__WHAT YOU SHOULD DO__. Put everything from the line containing "Highlight bird's tail" down through the end of the records into a two-column CSV with the columns input and output. Give one row per record, holding its text and its answer, each in a single quoted field with line breaks turned into spaces.
+ + + + + + +
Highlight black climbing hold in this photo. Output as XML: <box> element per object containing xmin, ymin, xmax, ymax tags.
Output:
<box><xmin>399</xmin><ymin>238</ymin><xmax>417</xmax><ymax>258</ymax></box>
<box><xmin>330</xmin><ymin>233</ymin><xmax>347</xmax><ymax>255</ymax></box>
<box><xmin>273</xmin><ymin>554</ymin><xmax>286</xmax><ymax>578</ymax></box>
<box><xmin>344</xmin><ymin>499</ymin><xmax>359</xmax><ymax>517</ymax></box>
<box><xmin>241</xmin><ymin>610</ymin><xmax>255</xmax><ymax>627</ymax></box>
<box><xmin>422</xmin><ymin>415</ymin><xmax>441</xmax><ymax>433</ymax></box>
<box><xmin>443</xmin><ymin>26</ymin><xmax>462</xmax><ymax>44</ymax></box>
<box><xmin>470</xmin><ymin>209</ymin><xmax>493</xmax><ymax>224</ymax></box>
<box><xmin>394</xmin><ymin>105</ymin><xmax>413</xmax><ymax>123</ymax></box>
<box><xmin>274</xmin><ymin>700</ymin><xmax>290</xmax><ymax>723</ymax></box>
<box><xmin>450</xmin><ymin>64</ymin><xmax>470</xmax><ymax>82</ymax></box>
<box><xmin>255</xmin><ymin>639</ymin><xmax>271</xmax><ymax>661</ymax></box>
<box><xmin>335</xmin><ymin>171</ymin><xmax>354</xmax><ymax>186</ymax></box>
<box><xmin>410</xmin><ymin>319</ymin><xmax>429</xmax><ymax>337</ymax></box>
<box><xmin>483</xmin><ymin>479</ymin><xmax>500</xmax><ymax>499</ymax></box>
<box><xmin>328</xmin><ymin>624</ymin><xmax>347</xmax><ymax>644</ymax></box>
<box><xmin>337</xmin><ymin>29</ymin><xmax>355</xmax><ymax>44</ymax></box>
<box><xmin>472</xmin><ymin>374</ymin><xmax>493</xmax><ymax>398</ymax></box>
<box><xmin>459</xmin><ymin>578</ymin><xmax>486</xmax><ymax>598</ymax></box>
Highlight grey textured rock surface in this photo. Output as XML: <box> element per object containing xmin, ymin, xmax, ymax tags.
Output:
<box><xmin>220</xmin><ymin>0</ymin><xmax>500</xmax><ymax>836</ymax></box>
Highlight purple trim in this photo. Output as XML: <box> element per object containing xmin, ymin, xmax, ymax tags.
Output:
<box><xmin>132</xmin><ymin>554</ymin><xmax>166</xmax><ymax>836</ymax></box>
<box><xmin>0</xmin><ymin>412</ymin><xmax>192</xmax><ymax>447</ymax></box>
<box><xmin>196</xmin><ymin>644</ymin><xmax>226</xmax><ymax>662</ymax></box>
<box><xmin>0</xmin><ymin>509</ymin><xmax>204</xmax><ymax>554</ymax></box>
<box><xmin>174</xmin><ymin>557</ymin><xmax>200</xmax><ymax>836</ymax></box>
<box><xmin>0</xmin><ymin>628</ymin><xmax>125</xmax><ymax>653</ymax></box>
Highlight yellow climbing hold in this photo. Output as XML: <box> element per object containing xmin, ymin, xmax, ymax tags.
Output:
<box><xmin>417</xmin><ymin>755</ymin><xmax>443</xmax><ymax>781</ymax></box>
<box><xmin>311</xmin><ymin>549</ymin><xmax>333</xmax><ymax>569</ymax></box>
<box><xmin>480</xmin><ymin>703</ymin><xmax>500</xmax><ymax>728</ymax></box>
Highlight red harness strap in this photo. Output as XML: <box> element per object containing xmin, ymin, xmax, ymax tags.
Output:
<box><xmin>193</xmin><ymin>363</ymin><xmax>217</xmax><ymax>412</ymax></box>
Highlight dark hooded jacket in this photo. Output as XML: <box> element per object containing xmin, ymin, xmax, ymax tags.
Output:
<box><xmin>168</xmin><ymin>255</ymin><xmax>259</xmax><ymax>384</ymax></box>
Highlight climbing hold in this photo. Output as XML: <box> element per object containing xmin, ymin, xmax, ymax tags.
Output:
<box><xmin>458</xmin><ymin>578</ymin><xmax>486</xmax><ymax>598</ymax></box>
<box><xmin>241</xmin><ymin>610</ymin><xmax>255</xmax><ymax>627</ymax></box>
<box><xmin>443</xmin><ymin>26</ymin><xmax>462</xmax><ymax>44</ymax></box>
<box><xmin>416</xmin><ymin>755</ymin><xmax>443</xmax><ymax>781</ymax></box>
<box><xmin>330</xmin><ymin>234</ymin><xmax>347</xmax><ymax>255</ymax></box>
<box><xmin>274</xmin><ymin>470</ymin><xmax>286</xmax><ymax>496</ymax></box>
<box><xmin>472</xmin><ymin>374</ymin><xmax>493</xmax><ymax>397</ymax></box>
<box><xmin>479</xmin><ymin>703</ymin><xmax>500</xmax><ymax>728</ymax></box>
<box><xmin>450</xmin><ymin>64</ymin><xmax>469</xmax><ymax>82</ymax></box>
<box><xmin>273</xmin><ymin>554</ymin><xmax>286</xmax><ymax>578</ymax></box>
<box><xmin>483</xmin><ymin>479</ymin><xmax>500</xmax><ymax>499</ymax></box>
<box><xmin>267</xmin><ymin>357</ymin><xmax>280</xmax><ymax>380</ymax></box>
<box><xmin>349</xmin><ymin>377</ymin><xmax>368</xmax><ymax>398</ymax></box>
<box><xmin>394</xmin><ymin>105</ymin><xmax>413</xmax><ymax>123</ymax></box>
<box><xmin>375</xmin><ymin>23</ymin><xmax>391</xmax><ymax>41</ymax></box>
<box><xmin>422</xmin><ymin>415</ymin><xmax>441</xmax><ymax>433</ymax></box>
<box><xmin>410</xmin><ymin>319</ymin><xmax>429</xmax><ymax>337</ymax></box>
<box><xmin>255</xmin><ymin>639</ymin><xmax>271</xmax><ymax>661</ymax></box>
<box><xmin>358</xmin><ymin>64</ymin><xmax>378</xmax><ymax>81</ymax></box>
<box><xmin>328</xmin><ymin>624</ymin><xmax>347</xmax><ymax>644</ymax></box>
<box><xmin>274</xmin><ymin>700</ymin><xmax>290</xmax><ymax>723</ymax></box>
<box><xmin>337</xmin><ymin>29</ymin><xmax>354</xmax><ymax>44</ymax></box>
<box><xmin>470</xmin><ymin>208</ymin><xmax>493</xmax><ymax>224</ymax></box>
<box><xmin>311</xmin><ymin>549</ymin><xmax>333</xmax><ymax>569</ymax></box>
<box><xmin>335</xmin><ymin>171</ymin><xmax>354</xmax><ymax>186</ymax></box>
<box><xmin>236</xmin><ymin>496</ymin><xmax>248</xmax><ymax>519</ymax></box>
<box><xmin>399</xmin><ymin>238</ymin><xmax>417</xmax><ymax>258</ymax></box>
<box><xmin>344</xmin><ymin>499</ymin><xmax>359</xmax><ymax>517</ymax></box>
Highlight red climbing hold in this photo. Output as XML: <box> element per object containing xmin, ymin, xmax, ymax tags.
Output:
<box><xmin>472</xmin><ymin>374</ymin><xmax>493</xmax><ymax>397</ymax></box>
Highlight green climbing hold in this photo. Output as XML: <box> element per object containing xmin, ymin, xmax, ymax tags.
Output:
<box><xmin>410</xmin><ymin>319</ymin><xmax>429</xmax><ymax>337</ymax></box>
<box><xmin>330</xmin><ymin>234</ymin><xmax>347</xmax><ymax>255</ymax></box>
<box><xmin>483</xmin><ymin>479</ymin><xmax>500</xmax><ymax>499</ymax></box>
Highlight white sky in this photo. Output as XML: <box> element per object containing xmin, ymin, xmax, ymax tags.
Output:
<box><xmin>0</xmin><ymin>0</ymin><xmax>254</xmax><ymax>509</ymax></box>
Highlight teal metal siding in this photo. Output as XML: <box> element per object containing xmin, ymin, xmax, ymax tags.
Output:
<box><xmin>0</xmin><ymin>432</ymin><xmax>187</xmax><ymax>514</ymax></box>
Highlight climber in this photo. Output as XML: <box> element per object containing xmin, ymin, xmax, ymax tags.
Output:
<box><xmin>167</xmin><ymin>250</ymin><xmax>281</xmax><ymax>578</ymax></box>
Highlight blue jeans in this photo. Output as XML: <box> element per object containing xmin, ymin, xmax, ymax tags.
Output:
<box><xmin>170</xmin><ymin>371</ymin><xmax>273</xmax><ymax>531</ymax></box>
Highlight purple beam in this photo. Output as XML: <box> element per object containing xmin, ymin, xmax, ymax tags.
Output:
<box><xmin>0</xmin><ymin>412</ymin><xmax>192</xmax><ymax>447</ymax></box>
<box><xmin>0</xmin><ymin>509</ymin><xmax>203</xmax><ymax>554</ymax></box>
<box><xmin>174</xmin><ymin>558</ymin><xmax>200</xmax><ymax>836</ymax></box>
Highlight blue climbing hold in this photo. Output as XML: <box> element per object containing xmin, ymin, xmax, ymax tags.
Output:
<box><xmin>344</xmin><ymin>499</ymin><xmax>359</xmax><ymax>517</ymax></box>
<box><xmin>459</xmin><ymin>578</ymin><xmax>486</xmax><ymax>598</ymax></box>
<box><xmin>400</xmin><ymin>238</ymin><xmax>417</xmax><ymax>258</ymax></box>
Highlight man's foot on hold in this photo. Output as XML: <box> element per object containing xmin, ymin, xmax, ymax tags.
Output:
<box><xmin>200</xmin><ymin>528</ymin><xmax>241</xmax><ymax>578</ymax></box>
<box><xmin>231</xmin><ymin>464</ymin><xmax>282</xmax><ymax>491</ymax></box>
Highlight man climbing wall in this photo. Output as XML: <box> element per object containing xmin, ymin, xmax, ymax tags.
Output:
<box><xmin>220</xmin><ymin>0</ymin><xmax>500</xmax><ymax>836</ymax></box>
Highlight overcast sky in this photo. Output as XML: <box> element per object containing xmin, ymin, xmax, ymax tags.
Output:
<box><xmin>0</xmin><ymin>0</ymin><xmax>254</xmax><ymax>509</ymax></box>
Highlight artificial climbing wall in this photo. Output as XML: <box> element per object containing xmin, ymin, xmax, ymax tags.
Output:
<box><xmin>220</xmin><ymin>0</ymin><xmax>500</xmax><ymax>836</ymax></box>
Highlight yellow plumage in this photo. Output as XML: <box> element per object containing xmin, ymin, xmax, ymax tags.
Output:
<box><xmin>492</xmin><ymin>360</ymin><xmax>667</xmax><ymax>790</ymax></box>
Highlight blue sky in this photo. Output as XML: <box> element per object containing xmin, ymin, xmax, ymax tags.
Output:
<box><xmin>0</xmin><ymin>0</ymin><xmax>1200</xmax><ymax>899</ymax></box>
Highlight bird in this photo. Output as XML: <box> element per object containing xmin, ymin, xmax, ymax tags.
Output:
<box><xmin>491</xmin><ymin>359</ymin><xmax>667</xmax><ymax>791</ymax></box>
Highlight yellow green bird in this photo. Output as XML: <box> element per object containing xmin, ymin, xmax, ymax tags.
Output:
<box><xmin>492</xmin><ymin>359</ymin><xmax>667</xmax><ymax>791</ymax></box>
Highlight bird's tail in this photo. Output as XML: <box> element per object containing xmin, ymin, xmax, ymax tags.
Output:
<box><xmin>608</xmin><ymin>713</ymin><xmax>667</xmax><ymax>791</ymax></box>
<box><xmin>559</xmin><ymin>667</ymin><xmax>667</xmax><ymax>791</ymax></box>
+ + + + + + +
__ANSWER TO THIS PROBLEM__.
input,output
"Highlight bird's tail in this photo. Output as XML: <box> element per object containing xmin, ymin, xmax, ymax tags. Output:","<box><xmin>608</xmin><ymin>713</ymin><xmax>667</xmax><ymax>791</ymax></box> <box><xmin>559</xmin><ymin>667</ymin><xmax>667</xmax><ymax>791</ymax></box>"